- _Voci di dati salvate_

· · · · ·

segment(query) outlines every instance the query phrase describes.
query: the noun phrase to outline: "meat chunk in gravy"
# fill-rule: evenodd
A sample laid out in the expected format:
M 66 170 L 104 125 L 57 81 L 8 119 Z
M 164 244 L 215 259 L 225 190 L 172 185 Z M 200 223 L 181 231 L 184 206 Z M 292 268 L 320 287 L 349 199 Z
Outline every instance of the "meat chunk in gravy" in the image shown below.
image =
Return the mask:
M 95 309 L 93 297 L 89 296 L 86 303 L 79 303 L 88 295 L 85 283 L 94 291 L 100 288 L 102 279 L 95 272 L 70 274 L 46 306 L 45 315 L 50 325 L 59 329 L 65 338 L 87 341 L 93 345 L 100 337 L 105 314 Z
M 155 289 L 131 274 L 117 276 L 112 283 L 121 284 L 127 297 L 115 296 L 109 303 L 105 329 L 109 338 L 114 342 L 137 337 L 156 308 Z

· · · · ·

- _COSA DEVI FARE_
Sostituisci "meat chunk in gravy" con "carrot slice in gravy" in tutto il materiale qui sopra e riscrivi le righe per intero, senza altre modifiche.

- _RISPOSTA ATTESA_
segment(query) outlines every instance the query phrase describes.
query: the noun phrase to outline: "carrot slice in gravy"
# fill-rule: evenodd
A sample laid out in the expected format:
M 66 170 L 104 125 L 57 81 L 8 119 Z
M 164 244 L 215 259 L 225 190 L 172 185 Z M 200 223 L 181 231 L 184 206 Z M 292 268 L 320 287 L 349 199 Z
Outline every instance of the "carrot slice in gravy" in the image shown below.
image =
Return the mask:
M 95 309 L 93 297 L 89 296 L 86 303 L 79 303 L 88 295 L 85 283 L 94 291 L 100 288 L 102 279 L 95 272 L 70 274 L 46 306 L 45 315 L 50 325 L 59 329 L 65 338 L 87 341 L 93 345 L 100 337 L 105 314 Z
M 155 289 L 131 274 L 117 276 L 112 283 L 121 284 L 127 297 L 115 296 L 109 303 L 105 329 L 109 338 L 114 342 L 137 337 L 156 308 Z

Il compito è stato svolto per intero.